■ **Short problem A**
Answer these questions about the GnuCash stock message:
(i) What value does Daniel Carrera give for his stock XYZ in his example?
(ii) Who replied to his first message?
(iii) In that reply, what is the $50 per share called?

■ **Source document**

Stocks and Balancing Accounts

Daniel Carrera daniel.carrera at zmsl.com
Sun Jun 15 13:49:29 EDT 2008


Another thing about this page:

http://svn.gnucash.org/docs/guide/invest-sell1.html

I have no idea what those tables mean. I don't understand what they are 
trying to say.

Charles Day wrote:
> On Sun, Jun 15, 2008 at 4:05 AM, Daniel Carrera <daniel.carrera at zmsl.com 
> <mailto:daniel.carrera at zmsl.com>> wrote:
> 
>     Hello,
> 
>     I want to buy stocks, but I fear that GnuCash won't handle stock prices
>     properly. Suppose I own stock XYZ valued at $1050 but GnuCash only has a
>     record of me putting in $1000. The other $50 are stock appreciation. In
>     this scenario, the accounts won't balance.
> 
> 
> If you've only recorded your purchase at $1000 per share, then your 
> books should still be in balance.
> 
> If you then add a price of $1050 to the price editor, to reflect the 
> current price, then reporting ought to show a total value of $1050 per 
> share with $50 per share being an "unrealized gain".

■ **Data records**
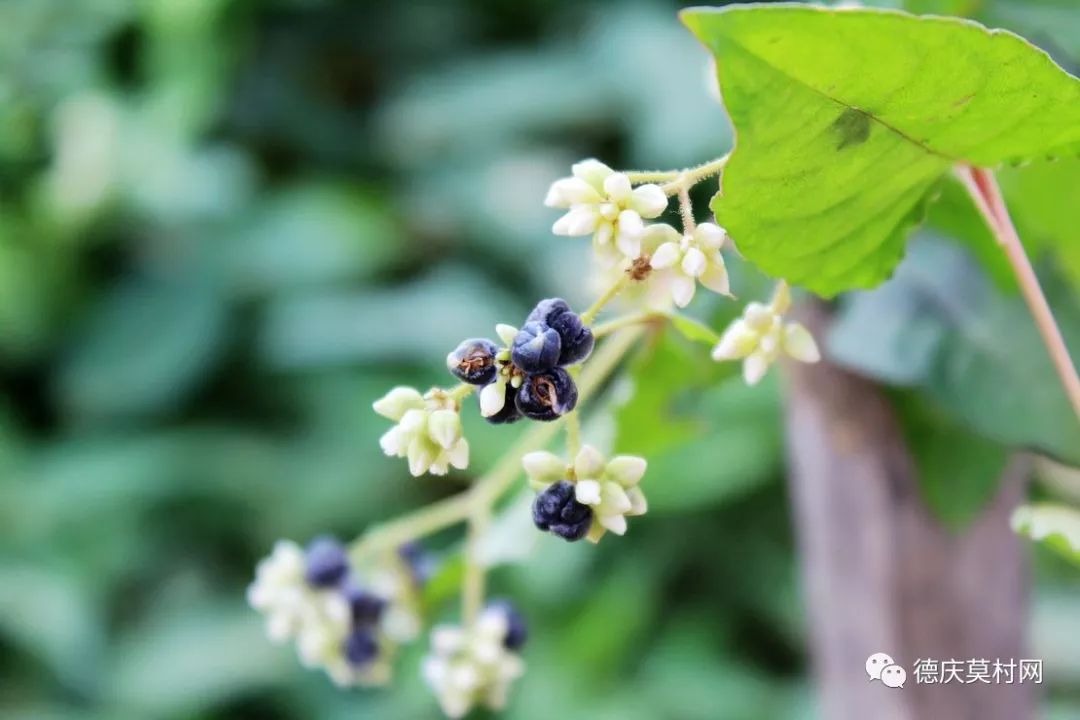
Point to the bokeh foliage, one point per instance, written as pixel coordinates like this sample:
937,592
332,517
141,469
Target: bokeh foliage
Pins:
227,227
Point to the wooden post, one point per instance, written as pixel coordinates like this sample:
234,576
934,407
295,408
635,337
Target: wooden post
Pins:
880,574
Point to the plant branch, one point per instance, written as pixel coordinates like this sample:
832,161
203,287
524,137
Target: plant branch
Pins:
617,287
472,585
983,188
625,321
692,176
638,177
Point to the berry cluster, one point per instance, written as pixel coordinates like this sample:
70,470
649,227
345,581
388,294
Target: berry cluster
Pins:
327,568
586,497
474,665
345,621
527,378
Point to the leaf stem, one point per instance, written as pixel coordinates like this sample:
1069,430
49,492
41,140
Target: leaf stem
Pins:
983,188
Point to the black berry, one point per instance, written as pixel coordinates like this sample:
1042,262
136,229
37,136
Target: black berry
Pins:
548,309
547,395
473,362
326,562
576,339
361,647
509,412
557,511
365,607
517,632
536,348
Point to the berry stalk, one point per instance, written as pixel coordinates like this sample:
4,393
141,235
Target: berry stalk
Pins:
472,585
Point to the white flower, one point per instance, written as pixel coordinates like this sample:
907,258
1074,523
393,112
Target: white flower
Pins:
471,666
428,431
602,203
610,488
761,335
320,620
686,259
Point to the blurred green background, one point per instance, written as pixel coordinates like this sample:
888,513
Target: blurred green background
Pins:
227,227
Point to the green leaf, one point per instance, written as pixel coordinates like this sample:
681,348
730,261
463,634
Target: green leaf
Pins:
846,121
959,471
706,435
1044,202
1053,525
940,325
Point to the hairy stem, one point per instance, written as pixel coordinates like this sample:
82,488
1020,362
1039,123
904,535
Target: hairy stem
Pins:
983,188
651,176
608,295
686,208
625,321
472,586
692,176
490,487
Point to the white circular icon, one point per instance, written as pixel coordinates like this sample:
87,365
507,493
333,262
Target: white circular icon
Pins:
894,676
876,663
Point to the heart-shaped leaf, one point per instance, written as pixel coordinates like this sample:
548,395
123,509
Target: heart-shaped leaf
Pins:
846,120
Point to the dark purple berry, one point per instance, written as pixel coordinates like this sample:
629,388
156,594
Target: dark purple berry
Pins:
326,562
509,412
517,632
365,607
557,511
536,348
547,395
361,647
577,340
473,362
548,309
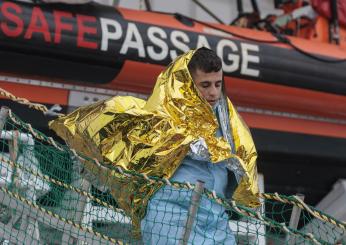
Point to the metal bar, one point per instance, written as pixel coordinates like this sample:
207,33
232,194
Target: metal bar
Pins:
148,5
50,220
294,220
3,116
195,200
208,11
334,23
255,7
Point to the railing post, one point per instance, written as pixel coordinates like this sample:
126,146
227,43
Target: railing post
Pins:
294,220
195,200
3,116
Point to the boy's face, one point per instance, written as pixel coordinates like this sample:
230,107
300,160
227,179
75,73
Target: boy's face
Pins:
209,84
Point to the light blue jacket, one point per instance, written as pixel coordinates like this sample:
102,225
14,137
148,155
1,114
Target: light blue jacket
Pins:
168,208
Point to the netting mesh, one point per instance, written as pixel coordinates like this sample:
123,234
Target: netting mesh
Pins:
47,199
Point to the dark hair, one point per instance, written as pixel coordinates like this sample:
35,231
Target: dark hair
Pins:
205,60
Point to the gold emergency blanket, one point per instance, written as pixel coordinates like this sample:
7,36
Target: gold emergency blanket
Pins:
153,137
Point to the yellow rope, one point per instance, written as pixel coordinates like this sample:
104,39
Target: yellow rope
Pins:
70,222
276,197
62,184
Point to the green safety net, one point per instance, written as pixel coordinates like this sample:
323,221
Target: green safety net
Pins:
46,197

■ **Short problem B**
Please write out the listing again from the line with "Point to the dark purple" up to and including its last line, changing "Pins" to "Points" and keeping everything else the same. Leave the pictures out.

■ **Exercise response A**
(i) $1050
(ii) Charles Day
(iii) An "unrealized gain"

■ **Exercise response B**
Point to the dark purple berry, one point per instance, written as pixel coordinates like this sample:
629,388
156,594
Target: dark purple berry
Points:
326,562
509,412
517,632
365,607
557,511
536,348
547,395
361,647
577,340
473,362
548,309
Point to the metal bar, one point per instance, written as pixel coordinates like this sample:
207,33
232,194
Target: metal bar
Points:
148,5
50,220
294,220
3,116
195,200
208,11
334,23
255,7
Point to the railing post, one point per instance, written as pixel coordinates like this sample:
126,146
227,43
Target: railing post
Points:
294,220
195,200
3,116
Point to the boy's face, one point per instance, written as pixel coordinates like this sample:
230,107
300,160
227,179
75,73
Target: boy's face
Points:
209,84
Point to the light blue jacket, one point per instance, written as pixel coordinates like this sample:
102,225
14,137
148,155
1,114
Target: light blue jacket
Points:
168,208
Point to the netting mesh, one point per instance, written as pixel coordinates like this sample:
123,234
Target: netting mesh
Points:
47,199
Point to the dark hair, one point per instance, written as pixel coordinates like this sample:
35,231
Target: dark hair
Points:
205,60
Point to the gold emergency blanket, one point per instance, written as pixel coordinates like this sample:
7,36
Target: gold emergency blanket
Points:
153,137
Point to the yellow rope, one point per instance, written as pixel coordinates like this sample:
104,39
Target: yellow rope
Points:
70,222
276,197
62,184
Point to the green safety net, one point per instance, written as pixel coordinates like this sample:
323,221
Target: green safety net
Points:
46,197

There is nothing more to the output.